Excerto selecionado =>

*-*-*

Como o conteúdo da própria pergunta do consulente deixa desde logo antever, estamos aqui a falar de uma questão bastante polémica, que proporcionou já «uma das mais acesas discussões em Portugal, levada a cabo, frequentemente, de forma inflamada, pouco reflectida e cientificamente pouco informada, como ficou bem evidenciado quando da publicação do Dicionário da Língua Portuguesa Contemporânea, vulgarmente conhecido como o Dicionário da Academia, em 2001, que procedeu à introdução na sua nomenclatura de inúmeros empréstimos, propondo em muitos casos o seu aportuguesamento ou o seu decalque» («Neologia de importação no português europeu: desafios e medidas a tomar», organizadoras: Margarita Correia e Ana Mineiro, 2004, p. 33).
Não é, portanto, fácil chegarmos a conclusões definitivas. Por outro lado, compreenderá certamente o prezado consulente que não será este o espaço mais adequado para levar a cabo reflexões de tão lato escopo.
Em primeiro lugar, será necessário percebermos exactamente do que é que estamos a aqui a falar, isto é, o que são estrangeirismos? Grosso modo, podemos dizer que são, de acordo com a «Apresentação detalhada» do Dicionário de Estrangeirismos, em linha no Portal da Língua Portuguesa, «palavras provenientes de outras línguas, como é o caso de aftershave, picnic ou ghetto. Estas palavras, a que se chama estrangeirismos, têm este nome por serem provenientes de outras línguas e serem escritas de acordo com a ortografia da sua língua de origem, em desacordo, num ou em vários aspetos, com a grafia, a morfologia ou a relação entre grafia e pronúncia do português». Ainda de acordo com o texto introdutório do referido dicionário, «Os estrangeirismos são geralmente introduzidos na língua ao mesmo tempo que um conceito novo (por exemplo, bungee-jumping) ou pertencente a outra cultura (como é o caso de reggae) chega a um país de língua portuguesa. Se o uso for suficientemente frequente e duradouro, é comum o aparecimento de um termo ou expressão equivalente (como rato, "dispositivo informático", para mouse), ou a adaptação à escrita e à pronúncia do português — como aconteceu, entre muitos outros casos, com líder e futebol».

*-*-*

Linhas de dados =>
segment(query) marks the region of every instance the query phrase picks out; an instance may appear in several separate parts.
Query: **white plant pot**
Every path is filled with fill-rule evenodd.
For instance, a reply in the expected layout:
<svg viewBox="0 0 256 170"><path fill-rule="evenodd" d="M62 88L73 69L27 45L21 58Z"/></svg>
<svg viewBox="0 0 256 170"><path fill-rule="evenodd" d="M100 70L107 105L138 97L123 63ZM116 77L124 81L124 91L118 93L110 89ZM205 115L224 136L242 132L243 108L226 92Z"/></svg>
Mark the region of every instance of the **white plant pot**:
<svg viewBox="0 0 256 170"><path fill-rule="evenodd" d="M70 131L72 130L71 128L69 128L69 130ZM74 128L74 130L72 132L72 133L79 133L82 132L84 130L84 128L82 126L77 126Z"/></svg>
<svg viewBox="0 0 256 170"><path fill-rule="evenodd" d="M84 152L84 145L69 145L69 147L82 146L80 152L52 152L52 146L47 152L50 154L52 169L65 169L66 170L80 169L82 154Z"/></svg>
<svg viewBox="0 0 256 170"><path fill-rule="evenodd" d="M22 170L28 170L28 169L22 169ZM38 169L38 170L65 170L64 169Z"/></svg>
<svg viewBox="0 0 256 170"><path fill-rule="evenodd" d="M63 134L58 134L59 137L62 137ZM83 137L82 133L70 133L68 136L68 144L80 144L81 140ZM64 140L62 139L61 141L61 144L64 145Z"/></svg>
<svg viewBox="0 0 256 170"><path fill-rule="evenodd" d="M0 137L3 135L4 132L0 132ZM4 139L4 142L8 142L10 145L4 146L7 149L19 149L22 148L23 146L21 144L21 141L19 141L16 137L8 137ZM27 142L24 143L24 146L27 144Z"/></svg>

*-*-*

Tarefa 1 =>
Enumere todas as palavras de outras línguas que o excerto sobre estrangeirismos cita como exemplo.
Tarefa 2 =>
Devolva sem alterações tudo o que vai do início da listagem até à linha que contém "70L107 105L138 97L123", incluindo essa linha.
O excerto e a listagem não têm qualquer relação entre si.

Resultado final 1 =>
aftershave, picnic, ghetto, bungee-jumping, reggae, mouse

Resultado final 2 =>
segment(query) marks the region of every instance the query phrase picks out; an instance may appear in several separate parts.
Query: **white plant pot**
Every path is filled with fill-rule evenodd.
For instance, a reply in the expected layout:
<svg viewBox="0 0 256 170"><path fill-rule="evenodd" d="M62 88L73 69L27 45L21 58Z"/></svg>
<svg viewBox="0 0 256 170"><path fill-rule="evenodd" d="M100 70L107 105L138 97L123 63ZM116 77L124 81L124 91L118 93L110 89ZM205 115L224 136L242 132L243 108L226 92Z"/></svg>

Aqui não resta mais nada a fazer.